WHAT TO PRODUCE:
Your task is to copy each line in the listing that includes the word "query".

DATA FOR REVIEW:
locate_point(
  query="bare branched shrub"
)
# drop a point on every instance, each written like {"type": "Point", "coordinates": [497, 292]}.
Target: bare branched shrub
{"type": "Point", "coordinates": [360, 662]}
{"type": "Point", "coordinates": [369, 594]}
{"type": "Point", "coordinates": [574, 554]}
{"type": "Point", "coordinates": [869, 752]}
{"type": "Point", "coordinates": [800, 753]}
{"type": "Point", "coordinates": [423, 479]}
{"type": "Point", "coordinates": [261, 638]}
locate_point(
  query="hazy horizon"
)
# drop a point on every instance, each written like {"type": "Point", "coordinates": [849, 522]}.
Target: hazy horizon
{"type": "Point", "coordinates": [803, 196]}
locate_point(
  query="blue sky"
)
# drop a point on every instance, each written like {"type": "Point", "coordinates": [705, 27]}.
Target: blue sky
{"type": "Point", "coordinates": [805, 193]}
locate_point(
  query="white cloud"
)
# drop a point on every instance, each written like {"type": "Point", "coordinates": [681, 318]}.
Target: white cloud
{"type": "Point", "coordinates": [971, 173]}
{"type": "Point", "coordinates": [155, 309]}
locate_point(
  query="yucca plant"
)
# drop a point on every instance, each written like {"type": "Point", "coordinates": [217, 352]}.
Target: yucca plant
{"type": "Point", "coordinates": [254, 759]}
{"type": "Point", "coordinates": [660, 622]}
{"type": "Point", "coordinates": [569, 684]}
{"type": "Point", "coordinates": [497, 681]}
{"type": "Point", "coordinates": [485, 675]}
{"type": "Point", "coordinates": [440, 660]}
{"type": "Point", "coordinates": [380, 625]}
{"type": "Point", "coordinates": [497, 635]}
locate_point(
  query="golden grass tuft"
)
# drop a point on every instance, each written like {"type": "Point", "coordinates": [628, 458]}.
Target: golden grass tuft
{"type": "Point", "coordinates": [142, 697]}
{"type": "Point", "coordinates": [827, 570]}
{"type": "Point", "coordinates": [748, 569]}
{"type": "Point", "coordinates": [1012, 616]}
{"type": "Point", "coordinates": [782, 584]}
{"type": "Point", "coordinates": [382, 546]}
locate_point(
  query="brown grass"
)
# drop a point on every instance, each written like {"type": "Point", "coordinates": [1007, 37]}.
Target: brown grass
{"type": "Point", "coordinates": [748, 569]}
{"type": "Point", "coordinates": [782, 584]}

TASK OUTPUT:
  query="bare branched shrub"
  query="hazy horizon"
  query="blue sky"
  query="white cloud"
  query="yucca plant"
  query="golden grass tuft"
  query="brown grass"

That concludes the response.